▶ **Problem details**
Copy out the material below word for word, leaving out the pictures.

▶ **Dataset rows**
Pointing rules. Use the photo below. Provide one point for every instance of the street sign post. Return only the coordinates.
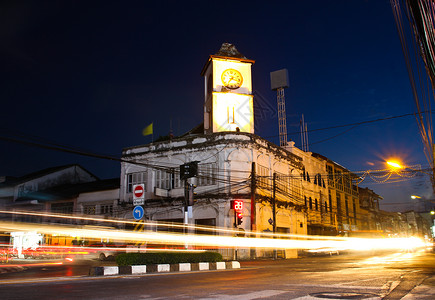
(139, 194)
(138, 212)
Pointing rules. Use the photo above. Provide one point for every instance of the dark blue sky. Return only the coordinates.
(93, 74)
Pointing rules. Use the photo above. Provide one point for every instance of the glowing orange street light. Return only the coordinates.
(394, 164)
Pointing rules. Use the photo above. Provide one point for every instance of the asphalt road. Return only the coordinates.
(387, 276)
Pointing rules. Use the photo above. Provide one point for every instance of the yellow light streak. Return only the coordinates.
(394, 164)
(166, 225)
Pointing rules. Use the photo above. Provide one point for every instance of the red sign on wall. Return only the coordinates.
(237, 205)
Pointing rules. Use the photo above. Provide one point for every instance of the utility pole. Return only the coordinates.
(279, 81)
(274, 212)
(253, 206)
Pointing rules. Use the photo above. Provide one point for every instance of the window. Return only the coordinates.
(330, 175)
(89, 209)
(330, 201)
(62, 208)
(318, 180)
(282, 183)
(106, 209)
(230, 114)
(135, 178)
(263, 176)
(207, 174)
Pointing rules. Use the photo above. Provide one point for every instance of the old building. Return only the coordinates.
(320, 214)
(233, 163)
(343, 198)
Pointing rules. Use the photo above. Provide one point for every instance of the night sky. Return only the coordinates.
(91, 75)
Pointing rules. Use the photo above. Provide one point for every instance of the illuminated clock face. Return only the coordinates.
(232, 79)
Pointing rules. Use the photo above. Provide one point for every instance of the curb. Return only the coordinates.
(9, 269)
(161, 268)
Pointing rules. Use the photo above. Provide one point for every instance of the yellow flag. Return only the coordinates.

▶ **Response**
Pointing rules. Use the photo below. Provide one point for every instance of the street sign post. Return only the coordinates.
(139, 194)
(138, 212)
Pointing rules. Use the photo above. Provide one point for every instance of the dark blue sky. Return only the coordinates.
(93, 74)
Pointing rules. Use the photo above. Provide one point for every instance of the glowing orange street light. Return only the coordinates.
(394, 164)
Pointing rules. Use the photo above. Provide one point for every instance of the asphalt road. Return only the coordinates.
(387, 276)
Pointing rules. Use the photo above. Provide one point for every instance of the yellow light streak. Return only the coordinates.
(394, 164)
(166, 225)
Pointing rules. Use the photo above. Provide one point for every instance of the red sign on wall. Return only the coordinates.
(237, 205)
Pointing rules. Use the photo above. Provide one point for every instance of the utility pole. Return only the coordinates.
(279, 81)
(274, 212)
(253, 206)
Pointing rules. Use the photo above. Provide one point for every instance of the window. Return only the coordinates.
(330, 175)
(89, 209)
(330, 201)
(62, 208)
(318, 180)
(282, 183)
(106, 209)
(230, 114)
(135, 178)
(263, 176)
(207, 174)
Pointing rules. Use the photo above. Provide one point for every instance of the old building. Return only the coordinates.
(320, 214)
(233, 163)
(343, 198)
Pointing rules. Use the photo above. Provide one point for every instance of the night sky. Return only the coordinates.
(91, 75)
Pointing rules. Use the photo above. Provide one point for every instance of the illuminated clock face. Return only the coordinates.
(232, 79)
Pointing rules. Use the photo above. Provide one point for every instance of the curb. Return only the coordinates.
(9, 269)
(161, 268)
Pointing rules. Use the photo above. Provide one point for every instance of the yellow flag. Return only the coordinates.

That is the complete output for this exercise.